The result should be an exact copy of the lines from the one with "In the photo above, where can the green" through the last line of the data below, both included.

BEGIN

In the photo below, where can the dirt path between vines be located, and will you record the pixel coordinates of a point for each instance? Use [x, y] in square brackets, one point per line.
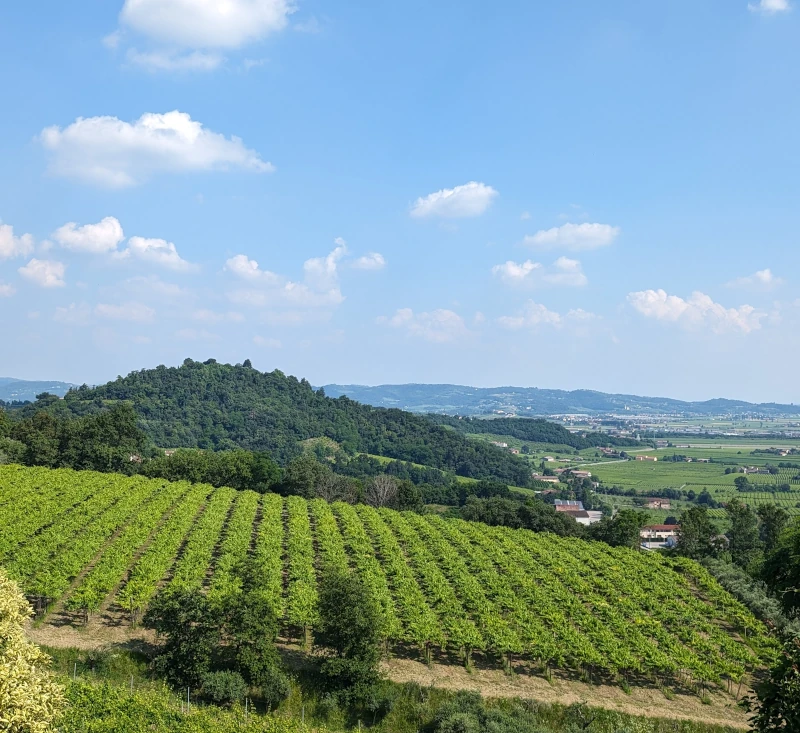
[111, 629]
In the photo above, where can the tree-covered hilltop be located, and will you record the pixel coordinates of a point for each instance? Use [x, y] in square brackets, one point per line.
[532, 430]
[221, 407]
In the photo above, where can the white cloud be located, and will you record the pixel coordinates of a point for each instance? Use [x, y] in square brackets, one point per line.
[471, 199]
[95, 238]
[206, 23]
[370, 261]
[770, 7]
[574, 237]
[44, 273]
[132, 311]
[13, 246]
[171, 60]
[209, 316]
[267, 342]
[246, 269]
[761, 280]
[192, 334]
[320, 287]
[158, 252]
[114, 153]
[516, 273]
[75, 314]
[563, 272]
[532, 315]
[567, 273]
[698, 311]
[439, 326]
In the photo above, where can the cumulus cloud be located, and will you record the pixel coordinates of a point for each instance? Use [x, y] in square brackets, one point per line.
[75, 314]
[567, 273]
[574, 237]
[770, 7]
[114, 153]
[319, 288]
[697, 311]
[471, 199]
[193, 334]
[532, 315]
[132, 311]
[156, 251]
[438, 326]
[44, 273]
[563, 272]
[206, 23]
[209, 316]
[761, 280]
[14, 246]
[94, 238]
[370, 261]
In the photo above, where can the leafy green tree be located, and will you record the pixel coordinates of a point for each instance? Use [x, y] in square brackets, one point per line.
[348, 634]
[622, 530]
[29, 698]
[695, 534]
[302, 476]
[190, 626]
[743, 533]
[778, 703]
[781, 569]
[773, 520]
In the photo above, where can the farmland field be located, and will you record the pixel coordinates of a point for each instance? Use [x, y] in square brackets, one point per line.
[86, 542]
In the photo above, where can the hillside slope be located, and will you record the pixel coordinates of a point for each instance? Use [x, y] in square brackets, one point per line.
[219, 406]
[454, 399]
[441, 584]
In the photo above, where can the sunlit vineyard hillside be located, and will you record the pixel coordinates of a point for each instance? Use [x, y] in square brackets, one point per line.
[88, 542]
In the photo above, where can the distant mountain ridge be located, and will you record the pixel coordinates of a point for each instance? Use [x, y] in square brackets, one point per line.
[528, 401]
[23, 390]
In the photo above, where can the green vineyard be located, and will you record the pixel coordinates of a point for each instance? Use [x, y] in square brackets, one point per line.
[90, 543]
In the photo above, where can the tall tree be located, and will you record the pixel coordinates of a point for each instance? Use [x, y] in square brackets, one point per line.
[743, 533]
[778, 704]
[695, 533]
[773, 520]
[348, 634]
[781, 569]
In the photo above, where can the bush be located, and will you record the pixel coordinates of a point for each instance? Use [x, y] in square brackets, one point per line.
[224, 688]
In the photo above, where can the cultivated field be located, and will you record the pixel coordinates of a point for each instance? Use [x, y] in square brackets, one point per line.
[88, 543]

END

→ Output below:
In the photo above, where can the green vineyard be located, and will you record the pixel coordinates of a point for each instance? Use [x, y] in square brackets, one point per line.
[90, 543]
In the photo above, where can the tall tree be located, and will you record the pixel coordinates of a point for each instance? Use [x, y] in square brackets, one point per line.
[743, 533]
[778, 704]
[695, 533]
[773, 520]
[348, 634]
[781, 569]
In the photo above, where can the bush be located, and will you record the pixel coordinates of a point for each instance? Use [x, y] in square brackets, one point per line.
[224, 688]
In the photo above, where can the cultivated field be located, and will you record the pixel coordinates of a point for each instance? Use [x, y] in square brackets, one point per line.
[88, 543]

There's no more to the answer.